Your instructions – Reproduce the lines below word for word, starting at the line that contains "phrase -- stone lookout tower" and continuing through the end of the records.

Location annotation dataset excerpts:
+---+

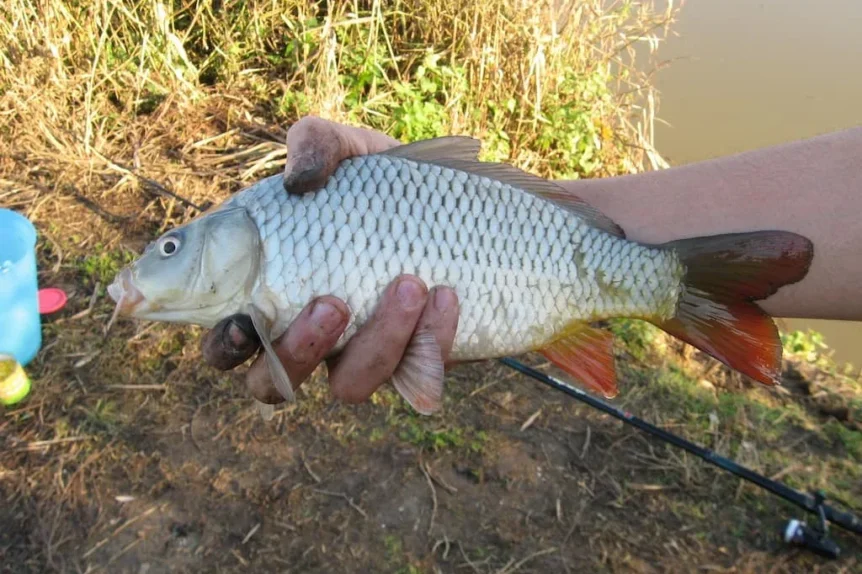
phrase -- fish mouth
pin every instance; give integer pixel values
(125, 294)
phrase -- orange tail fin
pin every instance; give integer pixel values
(725, 274)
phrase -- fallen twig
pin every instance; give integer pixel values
(349, 500)
(433, 496)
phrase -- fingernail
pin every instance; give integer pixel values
(444, 298)
(410, 293)
(326, 317)
(236, 336)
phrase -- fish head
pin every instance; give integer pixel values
(197, 273)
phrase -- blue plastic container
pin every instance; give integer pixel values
(20, 323)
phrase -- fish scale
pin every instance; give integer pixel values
(503, 250)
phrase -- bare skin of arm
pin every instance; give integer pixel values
(812, 187)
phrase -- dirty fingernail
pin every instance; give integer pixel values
(410, 294)
(444, 298)
(326, 317)
(235, 335)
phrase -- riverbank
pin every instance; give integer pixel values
(130, 455)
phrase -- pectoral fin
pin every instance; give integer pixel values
(587, 354)
(276, 369)
(419, 376)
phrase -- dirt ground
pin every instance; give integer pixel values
(132, 456)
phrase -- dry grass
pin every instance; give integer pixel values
(130, 454)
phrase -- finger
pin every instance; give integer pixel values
(230, 343)
(316, 146)
(440, 317)
(301, 348)
(373, 353)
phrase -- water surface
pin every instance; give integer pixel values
(746, 74)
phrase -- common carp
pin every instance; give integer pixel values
(533, 266)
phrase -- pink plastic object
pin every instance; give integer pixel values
(51, 300)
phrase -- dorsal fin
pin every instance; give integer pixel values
(461, 153)
(435, 149)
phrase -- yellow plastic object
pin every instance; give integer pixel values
(14, 383)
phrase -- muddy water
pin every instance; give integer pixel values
(746, 74)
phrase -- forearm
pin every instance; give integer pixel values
(812, 187)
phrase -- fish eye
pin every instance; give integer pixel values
(169, 245)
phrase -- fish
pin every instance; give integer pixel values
(535, 268)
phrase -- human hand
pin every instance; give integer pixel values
(315, 148)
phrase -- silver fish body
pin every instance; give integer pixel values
(532, 265)
(524, 268)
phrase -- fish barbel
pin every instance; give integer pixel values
(533, 266)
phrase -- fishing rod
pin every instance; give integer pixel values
(814, 538)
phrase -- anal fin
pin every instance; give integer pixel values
(587, 354)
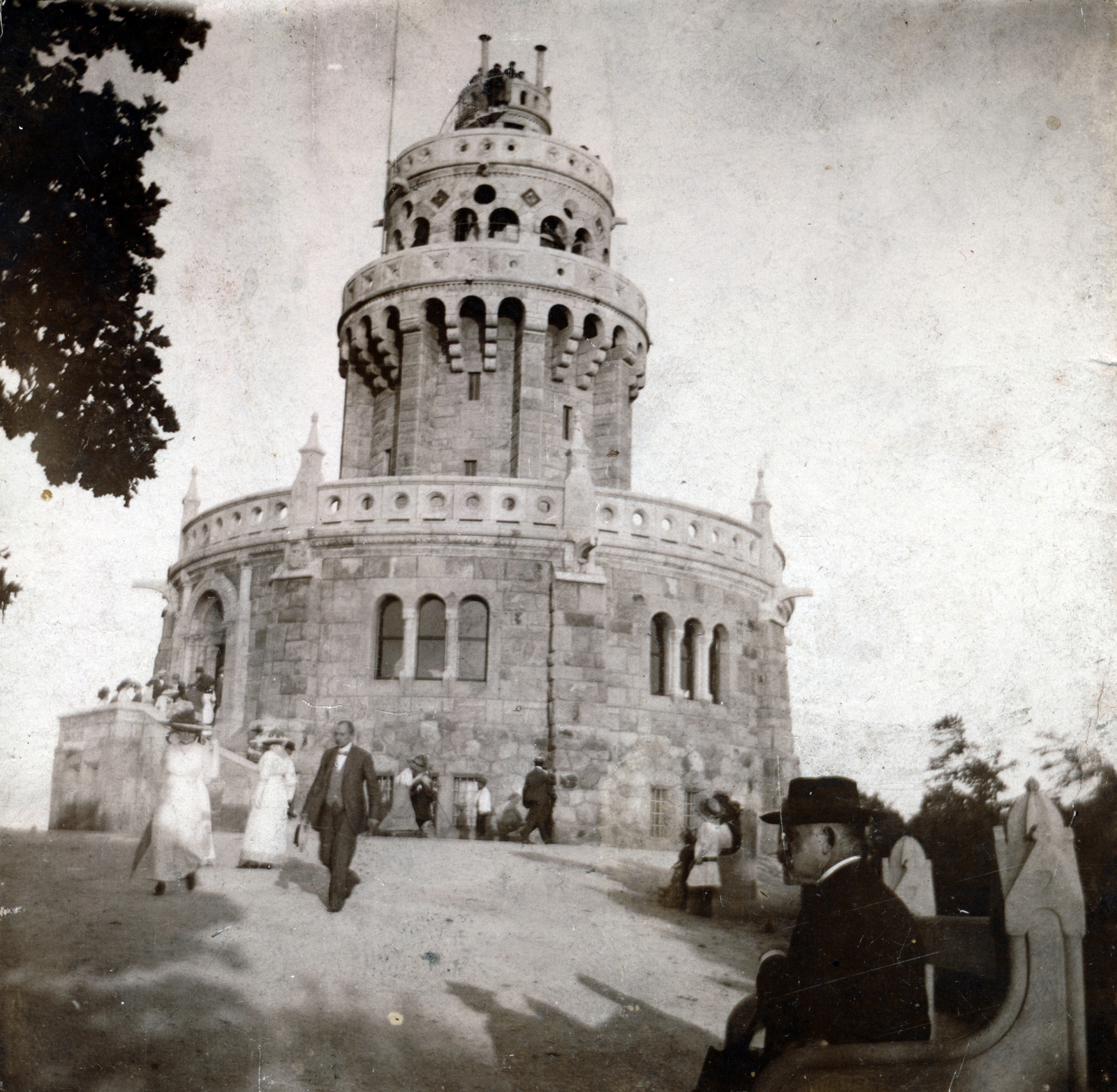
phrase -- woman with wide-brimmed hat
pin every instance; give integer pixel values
(265, 843)
(182, 835)
(713, 836)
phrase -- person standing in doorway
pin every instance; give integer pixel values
(484, 809)
(540, 795)
(344, 795)
(422, 795)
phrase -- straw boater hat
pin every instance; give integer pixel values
(820, 799)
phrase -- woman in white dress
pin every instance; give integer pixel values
(266, 832)
(713, 838)
(182, 836)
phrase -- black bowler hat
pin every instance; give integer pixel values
(820, 799)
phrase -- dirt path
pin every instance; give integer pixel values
(457, 966)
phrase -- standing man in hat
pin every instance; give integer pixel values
(344, 795)
(540, 797)
(852, 972)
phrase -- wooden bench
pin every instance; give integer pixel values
(1037, 1041)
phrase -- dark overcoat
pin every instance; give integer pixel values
(359, 783)
(855, 968)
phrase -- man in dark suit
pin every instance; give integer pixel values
(344, 795)
(540, 797)
(854, 969)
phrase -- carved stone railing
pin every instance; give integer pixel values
(523, 149)
(482, 263)
(476, 506)
(634, 519)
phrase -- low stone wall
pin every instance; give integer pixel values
(108, 769)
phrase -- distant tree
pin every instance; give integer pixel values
(1090, 783)
(78, 353)
(886, 827)
(956, 818)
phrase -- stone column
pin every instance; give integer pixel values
(674, 656)
(701, 652)
(234, 691)
(410, 642)
(452, 642)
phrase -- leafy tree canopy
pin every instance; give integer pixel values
(78, 352)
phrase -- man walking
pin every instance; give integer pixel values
(344, 795)
(540, 795)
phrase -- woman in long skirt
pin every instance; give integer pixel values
(266, 832)
(714, 835)
(182, 836)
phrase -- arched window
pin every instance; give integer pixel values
(465, 226)
(430, 661)
(504, 223)
(209, 630)
(553, 234)
(688, 657)
(390, 639)
(657, 663)
(718, 650)
(473, 640)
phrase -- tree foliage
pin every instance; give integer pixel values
(80, 353)
(956, 818)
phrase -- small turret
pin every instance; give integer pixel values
(762, 507)
(191, 501)
(304, 492)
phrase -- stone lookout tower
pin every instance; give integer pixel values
(480, 584)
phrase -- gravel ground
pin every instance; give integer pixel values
(455, 966)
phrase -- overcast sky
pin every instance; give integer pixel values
(876, 242)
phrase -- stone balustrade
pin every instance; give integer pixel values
(475, 506)
(482, 263)
(633, 519)
(487, 147)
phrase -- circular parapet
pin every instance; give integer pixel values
(491, 147)
(480, 264)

+---+

Correct answer –
phrase -- stone lookout tower
pin every instance; give integer pixel values
(480, 584)
phrase -- gravel ground
pin every instance; give integer pixel values
(455, 966)
phrase -- overcast sky
pin every instance; give integer pixel values
(876, 242)
phrase -- stone balustrade
pin every instance; give integer pixel values
(475, 506)
(482, 263)
(633, 519)
(487, 147)
phrase -- circular parapet
pin every instance; give integer pixel values
(491, 147)
(480, 264)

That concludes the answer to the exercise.